This Meteorite Settles A Question About Which Elements Made Up The Early Universe

This Meteorite Settles A Question About Which Elements Made Up The Early Universe

Scientists from the University of Chicago have taken a look at the Curious Marie, a bit of meteorite containing perhaps the most valuable ceramic in the world. These ceramic elements can tell us whether the early universe created heavy particles — without containing any of those elements.

The journal Science Advances contains images of an unremarkable-looking rock. This meteorite contains the makings of an important discovery. It tells us that curium was definitely present in the early universe, despite the fact that it contains no curium. Curium is tough to find anywhere. It was discovered in 1944, when it was manufactured by sending helium nuclei rocketing into plutonium.

Up until now, we knew curium mainly as a human-made element. Even when it was manufactured, it didn’t stick around for long. Curium-242 has a half life of 162 days. And while curium-247 has a much longer half-life of 15.6 million years, that’s not much when compared to the life of a universe.

This Meteorite Settles A Question About Which Elements Made Up The Early Universe
Credit: Origins Lab, University of Chicago

Credit: Origins Lab, University of Chicago

This made the plight of astrophysicists, who believed that massive star explosions during the early universe might have made curium and other heavy elements, very difficult. This belief started in the 1980s, but it took a long time for anyone to find proof. Any curium that might have been created during the early universe would be long gone by the time we got hold of a meteorite. Although curium-247 doesn’t vanish, it decays into uranium-235. Most meteorites make it impossible to distinguish which uranium-235 is a product of curium decay and which is just uranium.

The Curious Marie is different. It is an inclusion — a fragment of older rock inside an existing rock — which is made of mostly of calcium and aluminium. These inclusions are known to have low amounts of uranium. These amounts are so low that a small increase of uranium, in this case a mere six per cent increase, can only be explained by the fact that uranium is the decay product of curium.

The fact that curium was one of the elements in the early universe doesn’t change everyday life — but for those who want to know how the universe came to be the way it is, it’s significant. Not only does it show how the chemistry of the universe changed over time, it lets us know what processes were at work in the stars as they synthesised those chemicals.

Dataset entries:
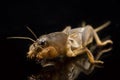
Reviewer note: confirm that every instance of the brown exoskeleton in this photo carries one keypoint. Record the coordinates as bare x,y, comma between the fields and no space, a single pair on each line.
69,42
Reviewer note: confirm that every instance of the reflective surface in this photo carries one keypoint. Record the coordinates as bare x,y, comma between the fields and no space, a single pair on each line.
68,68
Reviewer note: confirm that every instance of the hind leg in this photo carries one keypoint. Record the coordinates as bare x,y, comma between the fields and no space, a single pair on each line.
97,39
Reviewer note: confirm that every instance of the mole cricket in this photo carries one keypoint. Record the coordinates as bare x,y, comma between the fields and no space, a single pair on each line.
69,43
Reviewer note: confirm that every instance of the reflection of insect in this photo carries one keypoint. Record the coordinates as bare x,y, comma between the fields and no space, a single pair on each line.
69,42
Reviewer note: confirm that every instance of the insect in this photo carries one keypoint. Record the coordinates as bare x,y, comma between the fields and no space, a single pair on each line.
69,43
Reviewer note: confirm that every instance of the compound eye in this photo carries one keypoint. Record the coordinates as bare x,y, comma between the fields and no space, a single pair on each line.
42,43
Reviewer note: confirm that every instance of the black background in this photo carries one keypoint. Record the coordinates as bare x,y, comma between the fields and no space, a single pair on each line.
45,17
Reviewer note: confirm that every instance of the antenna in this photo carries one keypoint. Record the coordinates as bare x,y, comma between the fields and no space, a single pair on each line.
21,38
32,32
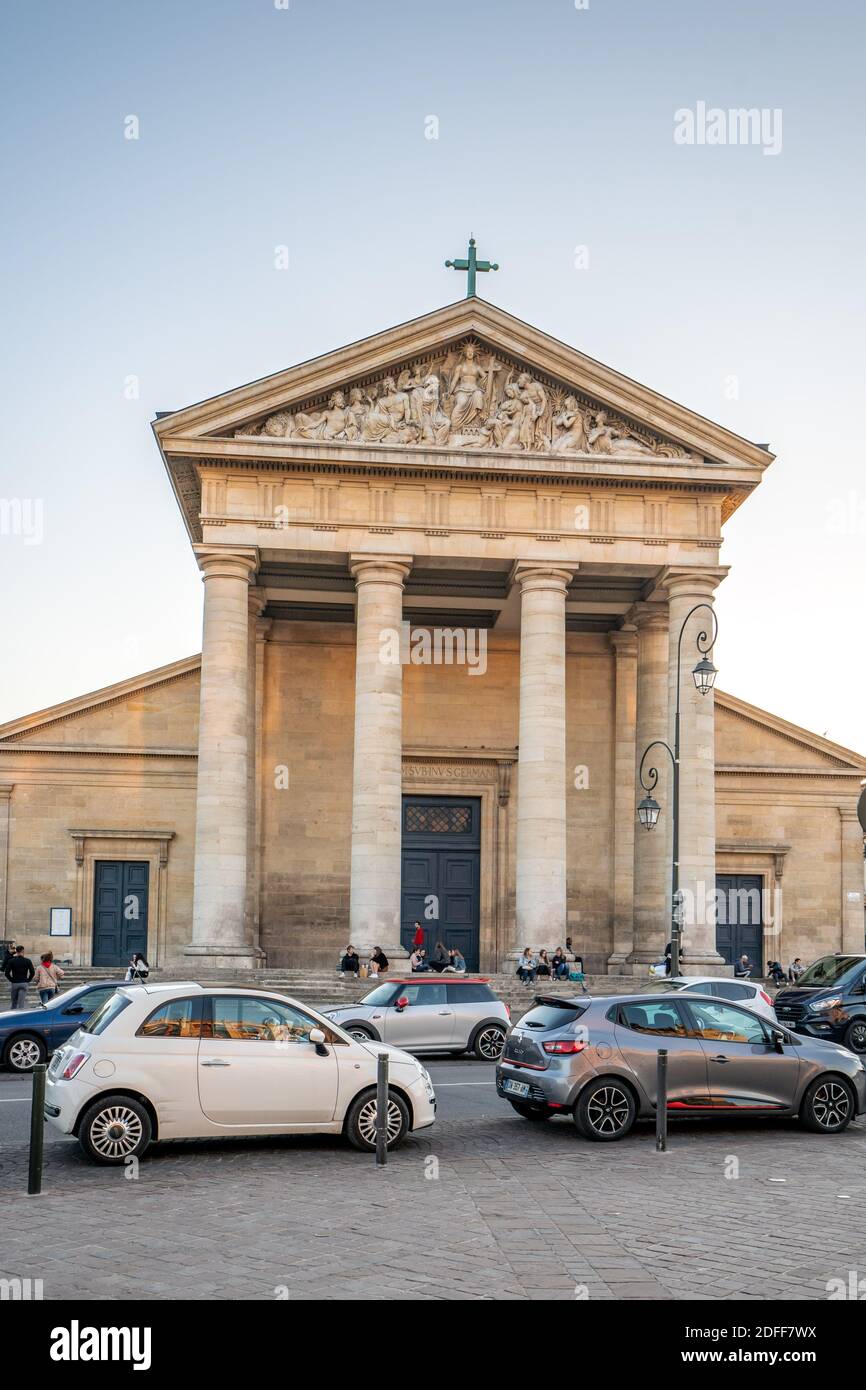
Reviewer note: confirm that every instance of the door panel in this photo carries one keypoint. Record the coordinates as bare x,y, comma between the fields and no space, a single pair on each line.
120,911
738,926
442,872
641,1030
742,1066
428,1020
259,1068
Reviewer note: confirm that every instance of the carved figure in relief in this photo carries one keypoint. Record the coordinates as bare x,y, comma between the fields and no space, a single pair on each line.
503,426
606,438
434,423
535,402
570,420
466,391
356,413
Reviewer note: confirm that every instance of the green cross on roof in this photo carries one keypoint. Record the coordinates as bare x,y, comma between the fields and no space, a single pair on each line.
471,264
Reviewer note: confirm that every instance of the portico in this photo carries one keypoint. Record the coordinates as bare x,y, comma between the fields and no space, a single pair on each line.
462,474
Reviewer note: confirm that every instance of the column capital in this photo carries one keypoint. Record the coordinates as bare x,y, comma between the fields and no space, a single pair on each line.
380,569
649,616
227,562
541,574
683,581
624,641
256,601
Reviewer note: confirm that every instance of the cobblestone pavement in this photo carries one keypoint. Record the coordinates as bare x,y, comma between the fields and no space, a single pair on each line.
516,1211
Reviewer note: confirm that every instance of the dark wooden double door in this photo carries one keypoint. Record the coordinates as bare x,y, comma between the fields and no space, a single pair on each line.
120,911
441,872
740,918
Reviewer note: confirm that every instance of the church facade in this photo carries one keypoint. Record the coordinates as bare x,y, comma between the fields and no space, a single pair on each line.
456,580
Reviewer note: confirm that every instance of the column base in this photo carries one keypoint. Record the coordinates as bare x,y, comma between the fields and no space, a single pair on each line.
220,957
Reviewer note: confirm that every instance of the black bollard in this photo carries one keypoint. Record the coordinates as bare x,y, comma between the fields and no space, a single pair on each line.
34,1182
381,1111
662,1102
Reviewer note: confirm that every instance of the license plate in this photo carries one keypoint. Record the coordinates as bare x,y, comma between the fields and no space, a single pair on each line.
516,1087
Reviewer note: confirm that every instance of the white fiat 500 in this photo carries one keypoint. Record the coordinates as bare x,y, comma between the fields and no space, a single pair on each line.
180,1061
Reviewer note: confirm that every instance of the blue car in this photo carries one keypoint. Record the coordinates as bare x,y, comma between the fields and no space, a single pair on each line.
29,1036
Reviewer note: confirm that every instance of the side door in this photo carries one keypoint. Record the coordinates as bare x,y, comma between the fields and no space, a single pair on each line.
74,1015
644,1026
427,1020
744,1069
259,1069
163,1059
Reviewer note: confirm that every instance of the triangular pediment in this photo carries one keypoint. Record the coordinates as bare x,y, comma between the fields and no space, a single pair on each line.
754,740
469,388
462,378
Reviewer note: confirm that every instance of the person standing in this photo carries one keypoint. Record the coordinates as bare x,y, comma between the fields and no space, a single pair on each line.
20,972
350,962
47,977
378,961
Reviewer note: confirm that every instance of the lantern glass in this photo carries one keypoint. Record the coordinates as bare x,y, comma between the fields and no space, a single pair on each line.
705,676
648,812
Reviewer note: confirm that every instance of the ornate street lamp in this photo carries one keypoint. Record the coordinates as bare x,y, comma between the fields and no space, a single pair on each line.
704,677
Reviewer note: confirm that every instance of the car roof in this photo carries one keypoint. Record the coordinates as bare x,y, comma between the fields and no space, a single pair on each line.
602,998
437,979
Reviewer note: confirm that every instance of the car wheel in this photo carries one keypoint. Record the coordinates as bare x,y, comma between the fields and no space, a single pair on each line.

Tasks for this exercise:
**A.** Reproduce the meteorite article word for word, starting with "The Curious Marie is" and going on through "product of curium.".
**B.** According to the meteorite article, what is the half-life of curium-247?

Responses per task:
**A.**
The Curious Marie is different. It is an inclusion — a fragment of older rock inside an existing rock — which is made of mostly of calcium and aluminium. These inclusions are known to have low amounts of uranium. These amounts are so low that a small increase of uranium, in this case a mere six per cent increase, can only be explained by the fact that uranium is the decay product of curium.

**B.** 15.6 million years.